TASK REQUIREMENTS:
1) Please retype the string encoding post from "Also names are" down to "one for writing.".
2) According to the string encoding post, what is the advantage of handling encoding inside the STRING class? Answer in one to three sentences.
3) Write what comes next in the string encoding post, starting after its last sentence.

SOURCE EXCERPT:

★ ★ ★

I like a combination of this and your earlier plan. Make the STRING
class take an encoding parameter which defaults to ascii. Internally
it stores as UNICODE but reads and writes in the encoding.

If all variants of a phone use the same encoding then it can just be
added in the p_ file. If there is some other factor that determines
the encoding, then com_ file will need to specify the parameter
at decode/encode time. Note that PACKETs can take a field of type
P which is accessible to all other fields.

The really difficult part is to make sure that round trips work
correctly. For example if a contact is created named Grīd
but is written to the phone as Grid. Later on when we
read back from the phone, we'll just see Grid. (Even
worse we may have dropped that letter). Similarly we
may write out a ringtone with that name and then read
back in a ringtone with the munged name. The usual
solution to this is some sort of escaping. However
we have to be careful as the phone won't like it.
Also names are stored in index files and may not match
the name ultimately written to disk.

I think it would be best if there are two parameters for
encoding - one for reading and one for writing.

The good thing about handling this internally in the STRING
class is we can generate a specific exception as you showed
which means that encoding issues dealing with the phone
won't be confused with encoding issues elsewhere.

★ ★ ★

GIVEN RECORDS:
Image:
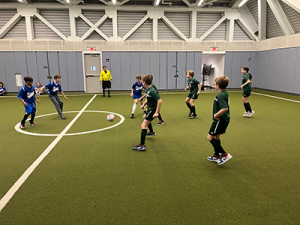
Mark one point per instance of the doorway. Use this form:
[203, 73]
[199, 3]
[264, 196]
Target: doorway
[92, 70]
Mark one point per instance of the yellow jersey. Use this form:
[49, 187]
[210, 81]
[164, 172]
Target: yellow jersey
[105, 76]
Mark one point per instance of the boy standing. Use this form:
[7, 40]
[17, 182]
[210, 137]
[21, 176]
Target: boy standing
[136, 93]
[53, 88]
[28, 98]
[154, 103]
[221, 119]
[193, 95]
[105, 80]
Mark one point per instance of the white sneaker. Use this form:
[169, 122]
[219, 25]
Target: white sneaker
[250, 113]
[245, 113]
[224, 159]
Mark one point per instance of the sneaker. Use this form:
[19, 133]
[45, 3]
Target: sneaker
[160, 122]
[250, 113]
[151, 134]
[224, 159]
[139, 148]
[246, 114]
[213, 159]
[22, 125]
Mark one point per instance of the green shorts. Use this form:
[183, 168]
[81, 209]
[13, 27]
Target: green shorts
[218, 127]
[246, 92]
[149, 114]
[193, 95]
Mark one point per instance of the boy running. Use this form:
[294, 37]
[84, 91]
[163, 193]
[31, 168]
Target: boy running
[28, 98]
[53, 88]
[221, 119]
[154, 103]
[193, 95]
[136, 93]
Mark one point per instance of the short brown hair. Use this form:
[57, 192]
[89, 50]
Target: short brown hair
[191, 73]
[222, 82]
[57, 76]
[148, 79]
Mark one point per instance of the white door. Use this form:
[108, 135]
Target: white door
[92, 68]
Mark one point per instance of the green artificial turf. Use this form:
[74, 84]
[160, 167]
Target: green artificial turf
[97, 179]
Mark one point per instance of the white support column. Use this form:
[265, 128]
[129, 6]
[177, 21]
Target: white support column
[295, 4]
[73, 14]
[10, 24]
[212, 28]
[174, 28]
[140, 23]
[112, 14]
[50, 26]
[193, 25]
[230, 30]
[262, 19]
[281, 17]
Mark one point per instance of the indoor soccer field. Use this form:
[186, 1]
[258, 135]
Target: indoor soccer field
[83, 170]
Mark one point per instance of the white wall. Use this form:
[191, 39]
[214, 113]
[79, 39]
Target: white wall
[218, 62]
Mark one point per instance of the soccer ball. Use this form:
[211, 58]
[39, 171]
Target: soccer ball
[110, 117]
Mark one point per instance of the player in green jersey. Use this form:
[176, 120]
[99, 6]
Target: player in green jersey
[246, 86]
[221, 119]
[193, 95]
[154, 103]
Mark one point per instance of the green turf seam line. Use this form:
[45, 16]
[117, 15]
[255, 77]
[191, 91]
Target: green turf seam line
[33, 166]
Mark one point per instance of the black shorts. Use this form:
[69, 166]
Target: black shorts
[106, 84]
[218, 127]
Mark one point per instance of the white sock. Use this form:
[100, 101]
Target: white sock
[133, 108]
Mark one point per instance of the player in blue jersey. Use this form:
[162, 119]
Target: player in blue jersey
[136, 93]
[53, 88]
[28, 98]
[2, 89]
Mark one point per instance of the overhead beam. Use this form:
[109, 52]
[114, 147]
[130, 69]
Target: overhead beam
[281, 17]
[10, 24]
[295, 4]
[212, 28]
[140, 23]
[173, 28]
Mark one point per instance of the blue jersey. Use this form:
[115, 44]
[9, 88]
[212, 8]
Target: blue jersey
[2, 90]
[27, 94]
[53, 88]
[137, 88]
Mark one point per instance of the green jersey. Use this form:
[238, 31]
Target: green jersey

★ ★ ★

PER-TASK ANSWERS:
1)
Also names are stored in index files and may not match
the name ultimately written to disk.

I think it would be best if there are two parameters for
encoding - one for reading and one for writing.

2) Handling encoding inside the STRING class lets the code raise a specific exception. Encoding problems involving the phone then won't be confused with encoding problems elsewhere.

3)
Roger

Simon C

2006-04-08 05:29:20 UTC

Post by Roger Binns
I like a combination of this and your earlier plan. Make the STRING
class take an encoding parameter which defaults to ascii. Internally
it stores as UNICODE but reads and writes in the encoding.

During testing I've found a problem with internal storage as unicode.
Some packets contain "deleted" data, and the strings are garbage. Other
parts of the code check the packet to determine it is garbage and the packet
is never used, but if we convert to unicode on read it throws an exception
on the garbage.
I've changed the code to convert on "getvalue" instead, a just in time
conversion. This will throw an exception if the conversion fails.
If a packet is read from the phone and then written back without the value
being gotten no conversion occurs and the same data as read is written back.

Simon

Simon C

2006-04-03 01:23:55 UTC

Post by Roger Binns
I like a combination of this and your earlier plan. Make the
STRING class take an encoding parameter which defaults to
ascii. Internally it stores as UNICODE but reads and writes
in the encoding.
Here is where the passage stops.